Stated problem: Copy out all of the items below, changing every "marker" to "pin" and leaving everything else as it is.

---- Data

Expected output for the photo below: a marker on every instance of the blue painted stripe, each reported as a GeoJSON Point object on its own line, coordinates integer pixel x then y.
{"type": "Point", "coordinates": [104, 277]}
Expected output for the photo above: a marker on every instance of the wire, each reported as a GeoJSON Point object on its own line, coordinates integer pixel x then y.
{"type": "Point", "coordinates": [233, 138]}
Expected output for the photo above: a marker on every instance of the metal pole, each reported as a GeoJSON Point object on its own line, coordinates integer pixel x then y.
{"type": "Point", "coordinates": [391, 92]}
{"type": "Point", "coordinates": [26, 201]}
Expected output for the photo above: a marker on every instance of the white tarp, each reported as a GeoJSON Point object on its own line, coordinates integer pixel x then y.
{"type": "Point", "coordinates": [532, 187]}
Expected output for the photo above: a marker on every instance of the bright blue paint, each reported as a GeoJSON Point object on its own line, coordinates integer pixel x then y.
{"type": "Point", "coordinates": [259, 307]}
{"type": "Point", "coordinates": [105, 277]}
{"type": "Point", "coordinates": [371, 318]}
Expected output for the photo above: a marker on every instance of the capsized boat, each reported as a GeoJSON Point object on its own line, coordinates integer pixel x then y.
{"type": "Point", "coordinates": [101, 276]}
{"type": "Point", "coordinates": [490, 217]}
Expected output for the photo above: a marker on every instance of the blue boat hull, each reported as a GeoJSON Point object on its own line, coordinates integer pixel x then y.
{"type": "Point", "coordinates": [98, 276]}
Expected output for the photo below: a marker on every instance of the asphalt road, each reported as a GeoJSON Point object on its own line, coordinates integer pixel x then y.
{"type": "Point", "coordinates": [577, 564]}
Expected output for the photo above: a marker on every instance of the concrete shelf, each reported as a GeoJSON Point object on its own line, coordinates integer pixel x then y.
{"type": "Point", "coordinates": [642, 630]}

--------

Task output:
Expected output for the photo below: a pin on every instance of the blue painted stripe, each reported as a GeoJSON Point object on its own line, coordinates integer pixel x then y.
{"type": "Point", "coordinates": [104, 277]}
Expected output for the photo above: a pin on every instance of the wire, each reported as a GeoJSON Point object on its own line, coordinates integer pixel x then y.
{"type": "Point", "coordinates": [233, 138]}
Expected output for the photo above: a pin on every instance of the metal pole, each reported as a GeoJSON Point object on its own line, coordinates integer pixel x then y.
{"type": "Point", "coordinates": [391, 92]}
{"type": "Point", "coordinates": [26, 201]}
Expected output for the photo above: a pin on every instance of the white tarp, each reported as a GeoJSON Point object on its own line, coordinates integer pixel x then y.
{"type": "Point", "coordinates": [532, 187]}
Expected output for the photo above: a pin on every instance of the bright blue paint, each reported as a GeoJSON Point object on its own line, coordinates integer pixel x then y.
{"type": "Point", "coordinates": [259, 307]}
{"type": "Point", "coordinates": [105, 277]}
{"type": "Point", "coordinates": [371, 318]}
Expected output for the photo above: a pin on every instance of the capsized boat, each reported as a GeoJSON Point object on its own line, coordinates integer pixel x then y.
{"type": "Point", "coordinates": [101, 276]}
{"type": "Point", "coordinates": [490, 217]}
Expected output for the photo above: a pin on every instance of the blue boat hull, each reported as a GeoJSON Point object on its own line, coordinates integer pixel x then y.
{"type": "Point", "coordinates": [98, 276]}
Expected output for the photo below: a pin on every instance of the asphalt road, each reported as a GeoJSON Point object on its own line, coordinates integer pixel x then y.
{"type": "Point", "coordinates": [577, 564]}
Expected output for the photo above: a pin on every instance of the concrete shelf, each reported as a GeoJSON Point object on its own line, coordinates integer pixel x then y.
{"type": "Point", "coordinates": [642, 630]}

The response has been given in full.